▶ _GIVEN RECORDS_
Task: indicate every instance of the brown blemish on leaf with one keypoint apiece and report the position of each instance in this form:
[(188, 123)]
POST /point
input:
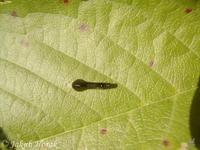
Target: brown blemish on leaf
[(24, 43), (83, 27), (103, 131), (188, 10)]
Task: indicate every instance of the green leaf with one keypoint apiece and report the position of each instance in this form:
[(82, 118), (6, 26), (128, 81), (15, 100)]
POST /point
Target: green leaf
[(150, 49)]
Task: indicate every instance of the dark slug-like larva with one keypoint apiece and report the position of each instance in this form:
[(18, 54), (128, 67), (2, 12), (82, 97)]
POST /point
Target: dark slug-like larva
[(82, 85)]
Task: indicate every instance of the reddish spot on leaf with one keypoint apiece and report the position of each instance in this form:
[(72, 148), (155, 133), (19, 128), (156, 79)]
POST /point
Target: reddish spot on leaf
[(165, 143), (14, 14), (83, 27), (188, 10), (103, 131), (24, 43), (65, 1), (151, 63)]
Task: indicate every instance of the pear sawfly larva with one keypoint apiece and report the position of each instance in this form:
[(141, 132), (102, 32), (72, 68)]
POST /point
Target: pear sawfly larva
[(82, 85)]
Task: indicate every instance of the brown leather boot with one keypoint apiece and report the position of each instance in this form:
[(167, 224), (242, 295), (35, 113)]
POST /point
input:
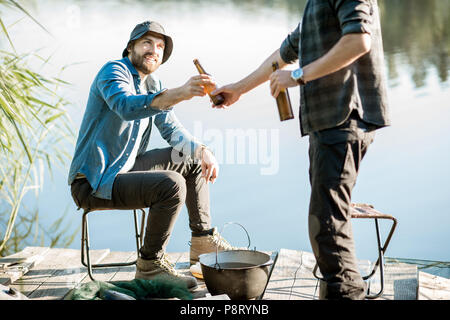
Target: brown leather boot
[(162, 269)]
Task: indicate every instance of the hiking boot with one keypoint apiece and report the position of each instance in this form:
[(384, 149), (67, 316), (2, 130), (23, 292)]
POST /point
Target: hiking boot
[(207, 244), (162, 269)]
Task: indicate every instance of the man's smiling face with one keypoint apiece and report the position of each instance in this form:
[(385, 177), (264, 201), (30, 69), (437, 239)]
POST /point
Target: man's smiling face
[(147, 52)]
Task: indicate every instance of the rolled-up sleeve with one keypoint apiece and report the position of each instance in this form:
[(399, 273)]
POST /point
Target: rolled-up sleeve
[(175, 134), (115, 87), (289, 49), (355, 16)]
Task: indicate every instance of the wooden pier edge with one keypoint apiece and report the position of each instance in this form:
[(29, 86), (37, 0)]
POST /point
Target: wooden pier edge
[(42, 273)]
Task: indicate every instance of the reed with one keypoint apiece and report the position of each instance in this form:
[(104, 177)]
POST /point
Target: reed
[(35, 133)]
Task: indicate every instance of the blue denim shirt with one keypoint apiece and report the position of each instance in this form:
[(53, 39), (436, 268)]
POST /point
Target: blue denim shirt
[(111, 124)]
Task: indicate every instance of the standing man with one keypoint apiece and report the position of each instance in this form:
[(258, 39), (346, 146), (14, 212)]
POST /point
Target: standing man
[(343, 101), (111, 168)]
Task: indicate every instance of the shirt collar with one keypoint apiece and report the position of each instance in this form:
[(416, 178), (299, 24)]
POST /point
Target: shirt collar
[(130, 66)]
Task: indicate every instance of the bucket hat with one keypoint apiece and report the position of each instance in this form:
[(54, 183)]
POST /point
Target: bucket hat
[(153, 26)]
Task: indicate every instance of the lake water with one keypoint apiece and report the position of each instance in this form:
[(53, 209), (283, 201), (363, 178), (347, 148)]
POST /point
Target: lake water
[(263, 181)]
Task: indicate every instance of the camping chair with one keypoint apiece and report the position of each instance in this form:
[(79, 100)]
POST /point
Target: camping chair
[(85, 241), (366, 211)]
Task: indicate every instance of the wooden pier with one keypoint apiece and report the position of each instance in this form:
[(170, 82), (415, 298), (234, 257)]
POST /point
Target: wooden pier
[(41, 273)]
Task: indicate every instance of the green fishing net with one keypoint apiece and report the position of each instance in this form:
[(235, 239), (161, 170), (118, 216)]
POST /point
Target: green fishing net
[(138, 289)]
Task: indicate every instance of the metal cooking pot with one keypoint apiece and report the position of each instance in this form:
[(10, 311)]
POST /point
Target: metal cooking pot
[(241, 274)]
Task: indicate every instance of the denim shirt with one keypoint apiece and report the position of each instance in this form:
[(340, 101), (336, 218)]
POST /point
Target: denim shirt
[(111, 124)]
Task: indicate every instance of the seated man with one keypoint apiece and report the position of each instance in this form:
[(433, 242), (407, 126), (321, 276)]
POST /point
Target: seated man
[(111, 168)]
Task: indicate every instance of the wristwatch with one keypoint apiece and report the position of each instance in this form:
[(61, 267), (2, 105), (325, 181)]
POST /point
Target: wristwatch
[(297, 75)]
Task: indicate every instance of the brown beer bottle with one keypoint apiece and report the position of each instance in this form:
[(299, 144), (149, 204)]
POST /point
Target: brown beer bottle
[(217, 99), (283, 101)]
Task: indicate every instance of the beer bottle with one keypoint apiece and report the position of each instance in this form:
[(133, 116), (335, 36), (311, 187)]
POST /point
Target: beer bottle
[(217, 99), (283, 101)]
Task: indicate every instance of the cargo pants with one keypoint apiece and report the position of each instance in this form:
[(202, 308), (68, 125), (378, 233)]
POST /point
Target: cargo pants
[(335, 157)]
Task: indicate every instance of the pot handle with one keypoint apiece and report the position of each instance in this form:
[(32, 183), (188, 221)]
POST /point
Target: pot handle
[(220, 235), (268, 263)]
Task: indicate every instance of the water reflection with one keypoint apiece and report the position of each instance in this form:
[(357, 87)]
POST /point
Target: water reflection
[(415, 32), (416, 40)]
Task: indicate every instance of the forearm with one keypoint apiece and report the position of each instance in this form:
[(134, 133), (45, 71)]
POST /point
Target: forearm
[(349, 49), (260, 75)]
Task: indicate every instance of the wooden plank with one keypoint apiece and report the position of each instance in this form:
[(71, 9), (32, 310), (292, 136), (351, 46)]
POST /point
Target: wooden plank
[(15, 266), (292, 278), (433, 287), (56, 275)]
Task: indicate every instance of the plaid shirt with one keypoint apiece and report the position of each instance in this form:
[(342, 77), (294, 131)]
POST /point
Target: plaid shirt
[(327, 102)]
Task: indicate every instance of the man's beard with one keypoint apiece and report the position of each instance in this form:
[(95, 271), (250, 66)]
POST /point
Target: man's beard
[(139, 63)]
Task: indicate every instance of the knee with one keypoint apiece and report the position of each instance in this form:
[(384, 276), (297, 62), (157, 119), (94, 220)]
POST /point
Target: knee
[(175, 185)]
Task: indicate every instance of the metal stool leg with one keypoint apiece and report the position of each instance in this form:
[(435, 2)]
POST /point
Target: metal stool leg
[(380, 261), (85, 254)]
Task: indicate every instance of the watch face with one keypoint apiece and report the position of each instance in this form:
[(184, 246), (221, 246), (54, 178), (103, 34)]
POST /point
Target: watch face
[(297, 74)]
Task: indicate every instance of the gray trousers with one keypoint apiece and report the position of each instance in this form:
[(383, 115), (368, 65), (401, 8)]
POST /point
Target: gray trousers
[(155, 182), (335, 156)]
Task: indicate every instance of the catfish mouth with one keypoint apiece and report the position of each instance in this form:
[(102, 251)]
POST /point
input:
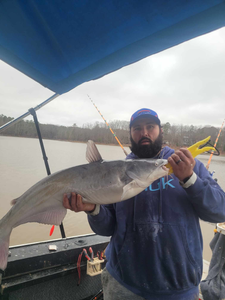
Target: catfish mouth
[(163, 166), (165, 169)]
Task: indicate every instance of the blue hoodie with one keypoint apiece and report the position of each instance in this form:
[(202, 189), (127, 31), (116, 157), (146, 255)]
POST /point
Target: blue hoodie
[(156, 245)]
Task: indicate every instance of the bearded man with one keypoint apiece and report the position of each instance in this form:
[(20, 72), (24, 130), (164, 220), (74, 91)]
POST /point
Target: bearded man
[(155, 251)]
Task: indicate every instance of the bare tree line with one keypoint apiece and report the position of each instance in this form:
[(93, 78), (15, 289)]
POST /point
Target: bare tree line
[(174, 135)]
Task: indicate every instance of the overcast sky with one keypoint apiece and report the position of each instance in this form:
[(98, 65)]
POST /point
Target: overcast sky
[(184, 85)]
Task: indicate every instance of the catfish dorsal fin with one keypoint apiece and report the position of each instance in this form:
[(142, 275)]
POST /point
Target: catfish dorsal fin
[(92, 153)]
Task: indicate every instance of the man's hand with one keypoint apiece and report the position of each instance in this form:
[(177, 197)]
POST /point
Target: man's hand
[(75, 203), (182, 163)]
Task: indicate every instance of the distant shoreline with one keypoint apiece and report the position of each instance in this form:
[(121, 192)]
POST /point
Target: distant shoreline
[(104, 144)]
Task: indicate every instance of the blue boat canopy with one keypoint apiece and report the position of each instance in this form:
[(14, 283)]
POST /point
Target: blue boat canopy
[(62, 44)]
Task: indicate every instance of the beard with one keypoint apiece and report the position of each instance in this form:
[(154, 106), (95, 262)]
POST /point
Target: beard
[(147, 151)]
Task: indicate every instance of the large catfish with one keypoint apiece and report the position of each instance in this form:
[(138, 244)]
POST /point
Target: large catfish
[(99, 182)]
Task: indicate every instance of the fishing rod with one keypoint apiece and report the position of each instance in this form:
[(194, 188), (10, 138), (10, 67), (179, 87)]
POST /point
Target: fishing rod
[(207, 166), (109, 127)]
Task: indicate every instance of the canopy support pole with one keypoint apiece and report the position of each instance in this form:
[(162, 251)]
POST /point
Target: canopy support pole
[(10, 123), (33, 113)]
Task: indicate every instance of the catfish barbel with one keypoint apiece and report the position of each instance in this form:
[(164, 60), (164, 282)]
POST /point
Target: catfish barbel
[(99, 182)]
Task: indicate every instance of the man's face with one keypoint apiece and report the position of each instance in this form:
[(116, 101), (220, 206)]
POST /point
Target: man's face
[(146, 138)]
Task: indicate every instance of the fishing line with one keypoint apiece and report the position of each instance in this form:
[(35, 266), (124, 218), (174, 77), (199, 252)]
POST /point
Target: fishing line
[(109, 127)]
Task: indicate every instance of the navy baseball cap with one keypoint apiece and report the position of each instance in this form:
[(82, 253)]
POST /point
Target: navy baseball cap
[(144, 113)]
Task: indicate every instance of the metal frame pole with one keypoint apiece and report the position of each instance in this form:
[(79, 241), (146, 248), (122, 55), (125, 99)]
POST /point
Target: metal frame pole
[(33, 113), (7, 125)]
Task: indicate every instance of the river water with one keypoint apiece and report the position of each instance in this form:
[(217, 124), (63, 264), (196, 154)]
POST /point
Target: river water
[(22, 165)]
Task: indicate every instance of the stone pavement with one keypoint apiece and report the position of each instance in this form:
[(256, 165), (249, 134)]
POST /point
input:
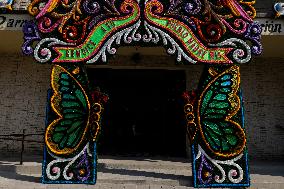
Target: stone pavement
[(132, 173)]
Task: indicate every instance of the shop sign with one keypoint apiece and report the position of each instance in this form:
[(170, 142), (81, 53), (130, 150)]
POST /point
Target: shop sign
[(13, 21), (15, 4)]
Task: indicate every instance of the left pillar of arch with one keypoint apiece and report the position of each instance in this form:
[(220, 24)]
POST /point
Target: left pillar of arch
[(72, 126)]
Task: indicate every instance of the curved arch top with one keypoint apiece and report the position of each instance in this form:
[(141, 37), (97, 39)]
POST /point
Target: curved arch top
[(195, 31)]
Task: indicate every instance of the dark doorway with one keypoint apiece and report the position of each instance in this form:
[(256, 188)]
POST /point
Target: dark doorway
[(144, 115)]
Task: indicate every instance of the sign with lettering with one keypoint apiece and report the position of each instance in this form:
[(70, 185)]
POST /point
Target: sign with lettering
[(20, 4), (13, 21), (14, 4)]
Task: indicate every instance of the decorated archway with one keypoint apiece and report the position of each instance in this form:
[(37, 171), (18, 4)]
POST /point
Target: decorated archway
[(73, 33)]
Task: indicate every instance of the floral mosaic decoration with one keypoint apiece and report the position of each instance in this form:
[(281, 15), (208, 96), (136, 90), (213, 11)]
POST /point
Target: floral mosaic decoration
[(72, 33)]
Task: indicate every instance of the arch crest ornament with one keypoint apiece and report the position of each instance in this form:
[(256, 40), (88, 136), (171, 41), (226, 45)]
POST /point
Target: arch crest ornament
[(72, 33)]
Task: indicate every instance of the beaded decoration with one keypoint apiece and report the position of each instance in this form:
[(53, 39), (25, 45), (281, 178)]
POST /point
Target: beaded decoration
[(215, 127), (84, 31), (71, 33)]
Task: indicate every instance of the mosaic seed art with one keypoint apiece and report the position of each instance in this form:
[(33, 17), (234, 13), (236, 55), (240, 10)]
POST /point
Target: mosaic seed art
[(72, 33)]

▶ _YOUR OBJECTIVE_
Recast the stretch of the entries above, from the line containing "Task: indicate every instance of the forearm" through the line containing "[(327, 102)]", as a numbered list, leaving out any blank lines.

▶ _FINAL RESULT_
1. Task: indicate every instance of the forearm with one keypoint apiece and report the position of each instance in this form:
2. [(134, 133), (45, 71)]
3. POST /point
4. Target: forearm
5. [(349, 49), (260, 75)]
6. Task: indicate every instance of the wooden plank with one keypoint apiece and report the position of each instance in this form:
7. [(71, 9), (32, 310), (292, 136), (351, 46)]
8. POST /point
9. Target: wooden plank
10. [(15, 266), (292, 278), (433, 287), (56, 275)]
11. Task: indicate every instance of the plaid shirt with one keypoint apiece and report the position of each instance in this form:
12. [(342, 77), (294, 131)]
13. POST /point
14. Target: plaid shirt
15. [(327, 102)]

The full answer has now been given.